/---

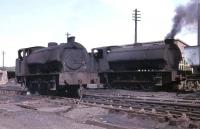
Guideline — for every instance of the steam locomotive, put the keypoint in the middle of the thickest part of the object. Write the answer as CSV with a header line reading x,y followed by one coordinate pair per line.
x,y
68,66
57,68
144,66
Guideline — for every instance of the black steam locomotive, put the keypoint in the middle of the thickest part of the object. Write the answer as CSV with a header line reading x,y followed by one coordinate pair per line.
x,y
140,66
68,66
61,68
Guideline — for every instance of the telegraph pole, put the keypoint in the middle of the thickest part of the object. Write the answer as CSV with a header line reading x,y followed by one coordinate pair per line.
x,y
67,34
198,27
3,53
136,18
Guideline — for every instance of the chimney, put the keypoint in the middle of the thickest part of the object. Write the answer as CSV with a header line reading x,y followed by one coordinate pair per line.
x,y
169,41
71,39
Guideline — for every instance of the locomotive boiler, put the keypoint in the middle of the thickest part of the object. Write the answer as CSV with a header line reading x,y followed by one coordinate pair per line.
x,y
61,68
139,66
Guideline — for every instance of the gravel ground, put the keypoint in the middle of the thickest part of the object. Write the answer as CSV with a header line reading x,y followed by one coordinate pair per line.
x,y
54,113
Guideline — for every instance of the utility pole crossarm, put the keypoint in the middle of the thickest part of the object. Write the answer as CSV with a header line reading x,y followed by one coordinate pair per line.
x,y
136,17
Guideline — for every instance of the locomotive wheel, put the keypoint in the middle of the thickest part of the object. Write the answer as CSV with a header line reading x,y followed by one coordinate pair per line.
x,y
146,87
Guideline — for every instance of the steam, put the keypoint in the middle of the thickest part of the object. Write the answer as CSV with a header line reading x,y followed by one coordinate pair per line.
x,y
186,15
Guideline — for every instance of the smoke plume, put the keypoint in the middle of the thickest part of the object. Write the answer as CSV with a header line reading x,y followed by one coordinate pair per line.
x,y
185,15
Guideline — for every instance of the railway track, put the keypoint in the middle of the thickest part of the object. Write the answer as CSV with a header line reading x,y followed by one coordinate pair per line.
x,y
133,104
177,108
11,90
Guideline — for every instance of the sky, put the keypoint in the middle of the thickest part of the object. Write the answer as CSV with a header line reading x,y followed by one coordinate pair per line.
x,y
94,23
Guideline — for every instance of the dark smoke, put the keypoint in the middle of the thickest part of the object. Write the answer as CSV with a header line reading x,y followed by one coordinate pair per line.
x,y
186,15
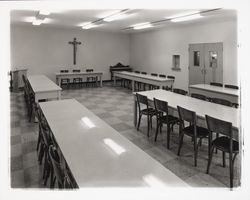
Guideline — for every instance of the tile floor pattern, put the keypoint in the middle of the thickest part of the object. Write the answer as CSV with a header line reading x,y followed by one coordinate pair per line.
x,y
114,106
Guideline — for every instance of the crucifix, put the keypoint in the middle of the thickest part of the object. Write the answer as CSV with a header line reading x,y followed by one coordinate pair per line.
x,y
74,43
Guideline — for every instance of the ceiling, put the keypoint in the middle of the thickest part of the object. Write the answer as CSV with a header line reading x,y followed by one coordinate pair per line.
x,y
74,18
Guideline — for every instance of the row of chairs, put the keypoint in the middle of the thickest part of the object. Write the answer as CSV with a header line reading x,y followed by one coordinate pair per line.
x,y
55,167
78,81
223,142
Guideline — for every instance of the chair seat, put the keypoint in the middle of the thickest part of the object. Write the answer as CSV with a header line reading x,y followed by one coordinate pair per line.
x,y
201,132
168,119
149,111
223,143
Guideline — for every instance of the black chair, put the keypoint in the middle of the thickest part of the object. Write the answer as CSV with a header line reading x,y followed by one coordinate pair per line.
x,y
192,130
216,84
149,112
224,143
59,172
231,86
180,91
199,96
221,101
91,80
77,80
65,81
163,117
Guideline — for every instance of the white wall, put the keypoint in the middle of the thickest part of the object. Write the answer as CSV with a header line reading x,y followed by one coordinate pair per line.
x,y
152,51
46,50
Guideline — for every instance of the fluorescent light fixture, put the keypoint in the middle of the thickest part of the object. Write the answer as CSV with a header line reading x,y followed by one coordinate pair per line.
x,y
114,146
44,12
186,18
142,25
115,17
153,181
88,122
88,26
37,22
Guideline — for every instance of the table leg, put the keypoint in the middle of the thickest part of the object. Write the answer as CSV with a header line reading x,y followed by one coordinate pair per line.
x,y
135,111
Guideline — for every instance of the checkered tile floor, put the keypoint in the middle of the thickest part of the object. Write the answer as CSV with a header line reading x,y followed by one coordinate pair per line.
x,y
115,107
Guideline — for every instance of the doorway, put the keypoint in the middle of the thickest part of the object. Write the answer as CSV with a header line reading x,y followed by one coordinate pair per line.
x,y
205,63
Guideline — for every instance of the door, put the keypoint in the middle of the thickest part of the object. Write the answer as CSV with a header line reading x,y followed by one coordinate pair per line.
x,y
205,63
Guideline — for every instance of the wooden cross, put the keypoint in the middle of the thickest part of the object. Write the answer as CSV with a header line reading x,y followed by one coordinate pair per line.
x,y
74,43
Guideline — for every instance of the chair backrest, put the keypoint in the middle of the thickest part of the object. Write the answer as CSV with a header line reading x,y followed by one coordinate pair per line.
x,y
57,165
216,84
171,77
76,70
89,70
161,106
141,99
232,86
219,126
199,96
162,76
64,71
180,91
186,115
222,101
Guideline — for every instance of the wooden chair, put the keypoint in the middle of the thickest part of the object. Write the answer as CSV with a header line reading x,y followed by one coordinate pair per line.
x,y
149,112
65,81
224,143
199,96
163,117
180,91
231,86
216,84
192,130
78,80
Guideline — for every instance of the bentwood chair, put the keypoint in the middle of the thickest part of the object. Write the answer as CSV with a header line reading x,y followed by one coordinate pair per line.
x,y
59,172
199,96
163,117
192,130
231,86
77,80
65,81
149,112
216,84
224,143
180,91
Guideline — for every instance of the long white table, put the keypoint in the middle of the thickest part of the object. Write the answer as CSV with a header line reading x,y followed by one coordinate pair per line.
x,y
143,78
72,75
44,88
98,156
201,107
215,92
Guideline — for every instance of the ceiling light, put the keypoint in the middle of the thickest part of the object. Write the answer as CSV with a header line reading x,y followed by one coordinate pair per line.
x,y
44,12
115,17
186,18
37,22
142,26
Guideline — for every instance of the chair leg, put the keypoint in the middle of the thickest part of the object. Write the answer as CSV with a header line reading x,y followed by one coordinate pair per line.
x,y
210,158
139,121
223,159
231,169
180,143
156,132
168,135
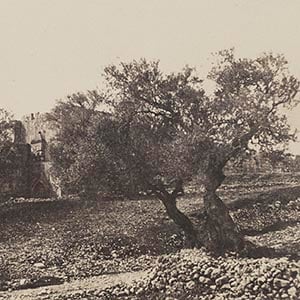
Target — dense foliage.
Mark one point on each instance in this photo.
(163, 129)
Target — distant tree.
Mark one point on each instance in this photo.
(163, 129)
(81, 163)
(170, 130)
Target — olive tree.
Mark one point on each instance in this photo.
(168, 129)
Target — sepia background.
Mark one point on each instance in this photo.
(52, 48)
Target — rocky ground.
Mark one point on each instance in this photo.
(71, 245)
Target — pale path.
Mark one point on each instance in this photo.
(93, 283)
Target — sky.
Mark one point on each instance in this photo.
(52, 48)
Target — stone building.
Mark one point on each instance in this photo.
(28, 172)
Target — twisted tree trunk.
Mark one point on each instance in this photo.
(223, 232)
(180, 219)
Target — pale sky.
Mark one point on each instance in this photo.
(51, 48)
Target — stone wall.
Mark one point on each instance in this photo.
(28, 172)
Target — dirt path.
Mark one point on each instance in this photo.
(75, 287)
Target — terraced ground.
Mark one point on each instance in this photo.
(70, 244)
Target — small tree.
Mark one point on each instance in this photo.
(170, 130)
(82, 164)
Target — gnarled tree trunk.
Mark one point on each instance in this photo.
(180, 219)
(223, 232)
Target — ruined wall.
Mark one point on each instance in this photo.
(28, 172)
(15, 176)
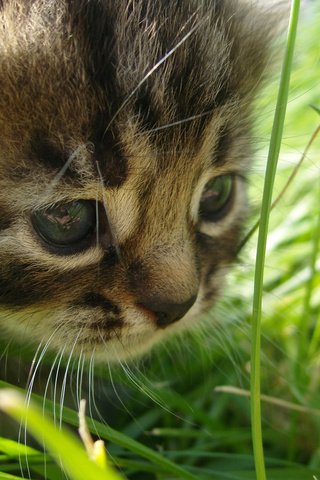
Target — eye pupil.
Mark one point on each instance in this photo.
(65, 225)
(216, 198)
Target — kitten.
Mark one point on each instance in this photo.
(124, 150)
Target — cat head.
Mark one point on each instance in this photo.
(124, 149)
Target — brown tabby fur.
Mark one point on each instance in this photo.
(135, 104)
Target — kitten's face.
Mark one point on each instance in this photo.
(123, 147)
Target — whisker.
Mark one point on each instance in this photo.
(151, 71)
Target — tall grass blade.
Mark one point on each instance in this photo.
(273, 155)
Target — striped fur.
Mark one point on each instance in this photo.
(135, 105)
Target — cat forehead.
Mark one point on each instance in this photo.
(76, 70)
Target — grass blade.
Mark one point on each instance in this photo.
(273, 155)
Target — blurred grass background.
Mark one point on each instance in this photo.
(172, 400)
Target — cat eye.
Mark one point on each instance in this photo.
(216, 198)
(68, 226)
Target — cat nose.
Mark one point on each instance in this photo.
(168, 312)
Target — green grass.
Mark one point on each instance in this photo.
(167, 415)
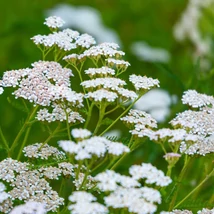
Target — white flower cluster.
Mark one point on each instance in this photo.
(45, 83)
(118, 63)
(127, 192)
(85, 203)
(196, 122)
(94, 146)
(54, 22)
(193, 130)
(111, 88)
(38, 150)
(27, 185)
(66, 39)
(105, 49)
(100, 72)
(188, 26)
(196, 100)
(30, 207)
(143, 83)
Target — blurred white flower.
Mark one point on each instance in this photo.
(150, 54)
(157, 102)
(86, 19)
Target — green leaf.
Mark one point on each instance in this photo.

\---

Exercise:
From the listing above, copy out each line where the word "blade" appears.

Your solution:
Target — tall grass blade.
Target — grass blade.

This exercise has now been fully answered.